## Work required
The records are set out below this line. Return exactly the lines from the one containing "For the benchmark, spot each instance of the handrail" through the last, and exclude the pictures.

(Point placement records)

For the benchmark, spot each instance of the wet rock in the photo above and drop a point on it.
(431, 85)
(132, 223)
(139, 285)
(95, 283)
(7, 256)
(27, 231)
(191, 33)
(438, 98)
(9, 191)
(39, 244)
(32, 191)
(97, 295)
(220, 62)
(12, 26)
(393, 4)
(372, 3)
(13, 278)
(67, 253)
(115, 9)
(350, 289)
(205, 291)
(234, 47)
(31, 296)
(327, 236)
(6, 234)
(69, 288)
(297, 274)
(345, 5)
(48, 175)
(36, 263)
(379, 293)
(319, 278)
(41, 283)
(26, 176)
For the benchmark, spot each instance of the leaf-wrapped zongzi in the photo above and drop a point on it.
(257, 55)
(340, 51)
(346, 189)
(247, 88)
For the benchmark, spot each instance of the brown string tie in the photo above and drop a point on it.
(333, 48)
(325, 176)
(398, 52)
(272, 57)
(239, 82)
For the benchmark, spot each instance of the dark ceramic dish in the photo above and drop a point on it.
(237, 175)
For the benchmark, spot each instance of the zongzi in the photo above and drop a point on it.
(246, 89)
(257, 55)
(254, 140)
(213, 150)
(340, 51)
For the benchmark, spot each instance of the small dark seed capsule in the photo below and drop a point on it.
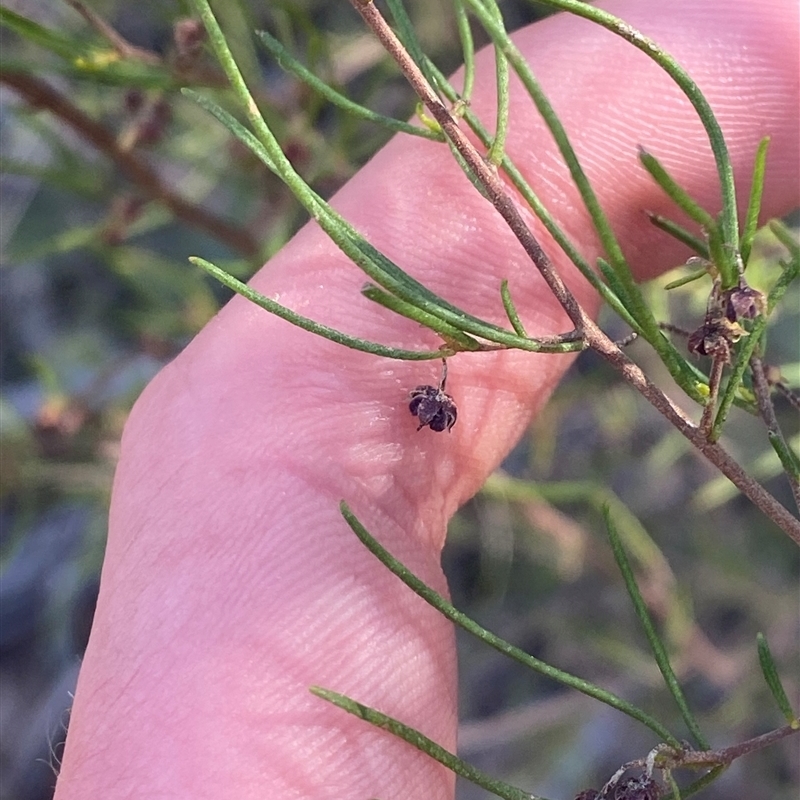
(433, 407)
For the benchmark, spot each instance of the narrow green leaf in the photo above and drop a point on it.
(511, 309)
(234, 126)
(65, 46)
(790, 461)
(289, 63)
(656, 645)
(686, 279)
(730, 221)
(448, 332)
(496, 152)
(770, 671)
(423, 744)
(754, 203)
(315, 327)
(681, 234)
(741, 362)
(467, 50)
(674, 191)
(463, 621)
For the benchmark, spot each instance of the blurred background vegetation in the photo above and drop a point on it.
(110, 179)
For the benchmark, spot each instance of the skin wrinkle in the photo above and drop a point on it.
(220, 400)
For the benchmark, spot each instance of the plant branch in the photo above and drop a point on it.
(715, 758)
(494, 190)
(39, 94)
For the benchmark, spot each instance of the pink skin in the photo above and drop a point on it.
(231, 583)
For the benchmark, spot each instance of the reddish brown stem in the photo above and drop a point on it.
(595, 338)
(39, 94)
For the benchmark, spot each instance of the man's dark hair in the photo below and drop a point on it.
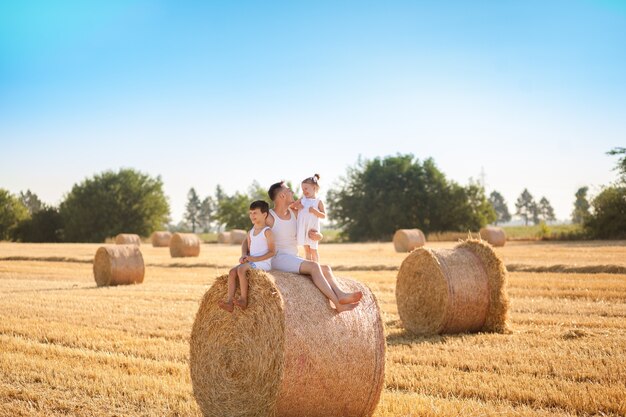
(274, 189)
(261, 205)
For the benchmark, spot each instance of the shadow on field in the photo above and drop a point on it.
(72, 288)
(405, 337)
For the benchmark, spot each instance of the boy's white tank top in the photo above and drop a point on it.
(285, 233)
(258, 243)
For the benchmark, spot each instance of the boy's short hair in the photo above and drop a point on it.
(261, 205)
(274, 189)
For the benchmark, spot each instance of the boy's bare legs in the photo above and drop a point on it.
(344, 297)
(232, 283)
(242, 301)
(313, 269)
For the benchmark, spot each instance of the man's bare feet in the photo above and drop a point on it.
(345, 307)
(226, 305)
(351, 298)
(243, 304)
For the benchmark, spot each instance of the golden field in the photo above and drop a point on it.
(70, 348)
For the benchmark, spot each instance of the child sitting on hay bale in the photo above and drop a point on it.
(261, 250)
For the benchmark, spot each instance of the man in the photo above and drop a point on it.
(283, 223)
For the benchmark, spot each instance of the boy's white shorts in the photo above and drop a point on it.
(287, 263)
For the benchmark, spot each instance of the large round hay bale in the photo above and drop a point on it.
(118, 265)
(127, 239)
(237, 236)
(494, 235)
(161, 239)
(289, 353)
(184, 244)
(405, 240)
(453, 290)
(223, 237)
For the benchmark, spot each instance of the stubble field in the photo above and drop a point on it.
(70, 348)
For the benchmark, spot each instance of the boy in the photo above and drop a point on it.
(261, 250)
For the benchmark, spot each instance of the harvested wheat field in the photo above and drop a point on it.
(69, 347)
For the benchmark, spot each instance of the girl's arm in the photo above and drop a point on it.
(318, 212)
(271, 248)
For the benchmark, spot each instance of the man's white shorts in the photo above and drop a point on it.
(287, 263)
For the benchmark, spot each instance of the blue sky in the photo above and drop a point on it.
(207, 93)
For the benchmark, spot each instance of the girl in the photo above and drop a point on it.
(310, 211)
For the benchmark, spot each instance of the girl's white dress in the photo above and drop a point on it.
(308, 221)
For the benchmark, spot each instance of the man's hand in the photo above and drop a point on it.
(315, 235)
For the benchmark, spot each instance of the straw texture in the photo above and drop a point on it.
(405, 240)
(453, 290)
(223, 237)
(161, 239)
(127, 239)
(237, 236)
(494, 235)
(184, 244)
(289, 353)
(118, 265)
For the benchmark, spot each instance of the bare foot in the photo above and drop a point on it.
(226, 305)
(241, 303)
(345, 307)
(351, 298)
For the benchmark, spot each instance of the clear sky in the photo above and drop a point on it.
(228, 92)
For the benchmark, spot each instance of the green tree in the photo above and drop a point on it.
(12, 212)
(379, 196)
(46, 225)
(608, 218)
(525, 207)
(581, 206)
(546, 212)
(206, 214)
(31, 201)
(114, 202)
(192, 213)
(500, 207)
(232, 211)
(608, 215)
(621, 163)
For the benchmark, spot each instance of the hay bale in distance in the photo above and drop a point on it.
(223, 237)
(127, 239)
(453, 290)
(237, 236)
(494, 235)
(161, 239)
(405, 240)
(118, 265)
(289, 353)
(184, 245)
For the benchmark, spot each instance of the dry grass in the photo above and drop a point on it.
(64, 352)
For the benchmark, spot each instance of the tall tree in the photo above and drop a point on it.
(546, 212)
(525, 207)
(192, 213)
(31, 201)
(379, 196)
(12, 212)
(621, 163)
(206, 214)
(500, 207)
(109, 203)
(581, 206)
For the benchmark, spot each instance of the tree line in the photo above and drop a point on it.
(374, 198)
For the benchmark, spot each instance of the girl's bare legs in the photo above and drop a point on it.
(242, 301)
(232, 283)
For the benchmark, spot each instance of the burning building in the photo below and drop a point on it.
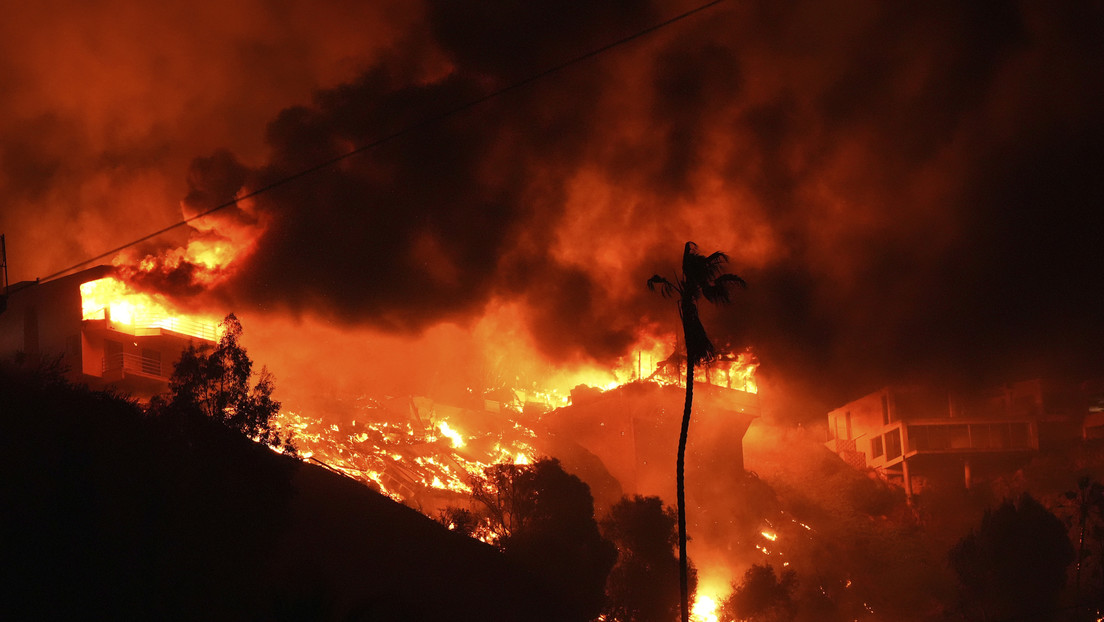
(98, 331)
(916, 435)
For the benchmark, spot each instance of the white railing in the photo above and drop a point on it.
(134, 364)
(183, 326)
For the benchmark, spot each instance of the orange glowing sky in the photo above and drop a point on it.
(908, 189)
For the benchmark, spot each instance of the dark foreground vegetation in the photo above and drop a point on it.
(110, 510)
(112, 513)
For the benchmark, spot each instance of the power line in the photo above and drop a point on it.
(407, 129)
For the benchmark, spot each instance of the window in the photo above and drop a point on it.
(150, 361)
(893, 444)
(113, 355)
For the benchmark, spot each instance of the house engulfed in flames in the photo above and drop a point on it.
(917, 436)
(98, 334)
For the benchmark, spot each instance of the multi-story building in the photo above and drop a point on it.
(130, 350)
(914, 435)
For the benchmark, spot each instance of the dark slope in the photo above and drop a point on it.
(108, 514)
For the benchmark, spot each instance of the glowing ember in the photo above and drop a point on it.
(401, 455)
(704, 609)
(452, 434)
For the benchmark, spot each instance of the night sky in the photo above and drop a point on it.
(911, 191)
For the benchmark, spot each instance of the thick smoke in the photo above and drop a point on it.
(910, 191)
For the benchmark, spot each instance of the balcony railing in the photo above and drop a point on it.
(155, 323)
(134, 364)
(152, 324)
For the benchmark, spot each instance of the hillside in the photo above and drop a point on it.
(110, 514)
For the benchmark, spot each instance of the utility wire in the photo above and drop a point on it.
(407, 129)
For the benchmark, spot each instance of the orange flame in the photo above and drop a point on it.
(113, 301)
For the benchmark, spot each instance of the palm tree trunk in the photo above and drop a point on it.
(680, 485)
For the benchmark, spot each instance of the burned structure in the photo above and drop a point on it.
(96, 339)
(916, 435)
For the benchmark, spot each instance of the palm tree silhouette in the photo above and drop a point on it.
(701, 277)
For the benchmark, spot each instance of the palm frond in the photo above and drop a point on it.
(666, 287)
(718, 290)
(699, 348)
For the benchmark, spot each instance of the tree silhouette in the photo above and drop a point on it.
(1014, 565)
(214, 382)
(641, 584)
(544, 522)
(1087, 506)
(701, 277)
(762, 597)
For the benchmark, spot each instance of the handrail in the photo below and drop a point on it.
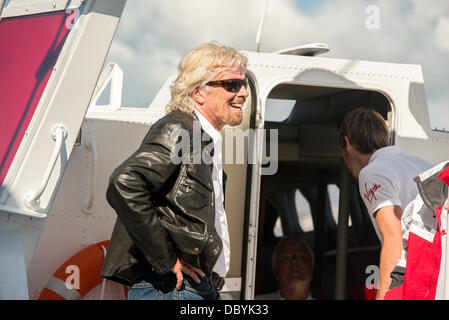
(58, 133)
(88, 204)
(113, 74)
(2, 4)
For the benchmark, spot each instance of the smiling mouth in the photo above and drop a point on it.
(236, 106)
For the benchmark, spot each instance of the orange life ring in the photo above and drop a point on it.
(89, 261)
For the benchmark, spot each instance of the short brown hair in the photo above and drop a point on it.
(366, 130)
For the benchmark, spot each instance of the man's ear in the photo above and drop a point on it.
(198, 95)
(348, 146)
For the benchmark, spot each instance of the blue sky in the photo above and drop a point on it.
(308, 5)
(154, 35)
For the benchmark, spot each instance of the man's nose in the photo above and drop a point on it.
(243, 92)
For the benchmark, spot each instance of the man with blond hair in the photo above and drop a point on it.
(171, 237)
(385, 177)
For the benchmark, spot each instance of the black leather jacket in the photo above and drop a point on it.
(165, 210)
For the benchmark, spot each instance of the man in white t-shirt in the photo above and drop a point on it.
(385, 178)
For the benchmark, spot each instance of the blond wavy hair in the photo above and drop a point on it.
(198, 67)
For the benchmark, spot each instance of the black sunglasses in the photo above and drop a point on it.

## Output
For the benchmark, spot each instance of the handrail in the photo below and drop a point on it.
(58, 133)
(88, 204)
(113, 74)
(2, 4)
For the benchmark, spot each instance of the smiling mouth in the photo above and drop a point on it.
(236, 106)
For the benchmark, spot each instance of the orange life ring in the photo above and drop a point on it.
(89, 261)
For the benchmark, spot each instance of the short brown hair in the photo above and drop a point on it.
(366, 130)
For the benchmark, spot each instance of the man's ear in the photo above and drop a point on it.
(198, 95)
(348, 146)
For the benchmark, spot each instance of the blue sky in the photo above and drop a point on it.
(308, 5)
(154, 35)
For the benchmark, spot each instance of the man's nose in the photo above and drop a point on it.
(243, 92)
For the benchmark, spot each instance of the man with blond hair in the photo above and drop a point on it.
(171, 237)
(385, 177)
For the benchmark, spot each instance of the black leather jacket in the photo above and drop a point on it.
(165, 210)
For the benchmark, spot each instance of the man in white t-shirt in the photo above and drop a point on it.
(385, 178)
For the benchmark, spot each instance of the blond wavy hair in the photo above and drop a point on it.
(198, 67)
For the benchmark, spot each instance of the black sunglasses in the photo above and drop a point on it.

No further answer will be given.